▸ Problem to solve
Print each of the entries below verbatim, changing nothing.

▸ Data entries
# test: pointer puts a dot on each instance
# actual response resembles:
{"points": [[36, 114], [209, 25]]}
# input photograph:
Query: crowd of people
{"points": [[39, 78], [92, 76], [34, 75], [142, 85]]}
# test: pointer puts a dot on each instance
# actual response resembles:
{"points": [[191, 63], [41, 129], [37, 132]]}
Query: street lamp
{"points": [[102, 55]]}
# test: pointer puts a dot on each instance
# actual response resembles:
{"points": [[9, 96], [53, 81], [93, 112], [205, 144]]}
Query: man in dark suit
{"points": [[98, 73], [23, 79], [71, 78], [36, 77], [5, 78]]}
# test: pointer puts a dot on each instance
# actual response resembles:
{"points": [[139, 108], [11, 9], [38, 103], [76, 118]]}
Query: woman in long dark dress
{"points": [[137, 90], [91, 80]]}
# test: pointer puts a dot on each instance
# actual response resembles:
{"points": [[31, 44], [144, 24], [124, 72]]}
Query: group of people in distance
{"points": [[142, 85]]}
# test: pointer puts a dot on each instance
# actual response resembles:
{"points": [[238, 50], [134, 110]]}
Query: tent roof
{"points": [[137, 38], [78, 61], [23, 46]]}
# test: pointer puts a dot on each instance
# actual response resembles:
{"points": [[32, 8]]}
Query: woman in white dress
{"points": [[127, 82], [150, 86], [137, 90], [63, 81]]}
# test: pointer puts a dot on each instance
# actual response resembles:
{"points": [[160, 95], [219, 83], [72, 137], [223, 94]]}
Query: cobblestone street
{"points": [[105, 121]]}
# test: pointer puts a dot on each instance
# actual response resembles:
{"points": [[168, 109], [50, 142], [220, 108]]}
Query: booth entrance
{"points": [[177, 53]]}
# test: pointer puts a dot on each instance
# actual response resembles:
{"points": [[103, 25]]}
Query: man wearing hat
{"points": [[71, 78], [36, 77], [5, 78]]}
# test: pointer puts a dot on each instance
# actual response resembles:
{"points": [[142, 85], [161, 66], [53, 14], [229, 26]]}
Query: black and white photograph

▸ Exercise answer
# test: pointer puts a dot on each instance
# actual response resembles:
{"points": [[36, 114], [209, 25]]}
# input photograph:
Query: crowd of people
{"points": [[39, 78], [92, 76], [34, 75], [142, 85]]}
# test: pointer puts a dot on each instance
# actual response resembles:
{"points": [[191, 63], [41, 129], [37, 132]]}
Query: street lamp
{"points": [[102, 55]]}
# test: pointer puts a dot on each instance
# actual response resembles:
{"points": [[9, 96], [53, 81], [93, 112], [205, 144]]}
Query: man in dark suit
{"points": [[98, 73], [23, 79], [71, 78], [36, 77], [5, 78]]}
# test: pointer puts a dot on each instance
# actual response resembles:
{"points": [[139, 108], [11, 9], [38, 103], [76, 118]]}
Query: woman in long dark dress
{"points": [[137, 90], [91, 80]]}
# test: pointer puts a dot on each instance
# actual response resembles:
{"points": [[31, 44], [144, 24], [124, 72]]}
Query: group of people in distance
{"points": [[142, 85]]}
# test: pointer puts a dot on each instance
# actual response resembles:
{"points": [[238, 50], [134, 110]]}
Query: tent roof
{"points": [[137, 38], [78, 61], [23, 46]]}
# test: pointer puts a dot on each instance
# actual response resembles:
{"points": [[32, 8]]}
Query: woman in white dress
{"points": [[127, 82], [150, 86], [137, 90], [63, 81]]}
# test: pointer puts a dot on each instance
# actual response resembles:
{"points": [[160, 95], [219, 83], [72, 137], [223, 94]]}
Query: cobblestone street
{"points": [[105, 121]]}
# test: pointer puts a dot on each instance
# actual response resembles:
{"points": [[168, 109], [50, 142], [220, 108]]}
Query: booth entrance
{"points": [[177, 53]]}
# test: pointer puts a dot on each instance
# actual response resembles:
{"points": [[103, 25]]}
Query: man wearing hat
{"points": [[71, 78], [36, 77], [5, 78]]}
# test: pointer puts a dot on each instance
# actual response resembles:
{"points": [[142, 85], [161, 66], [53, 14], [229, 26]]}
Query: black and white photograph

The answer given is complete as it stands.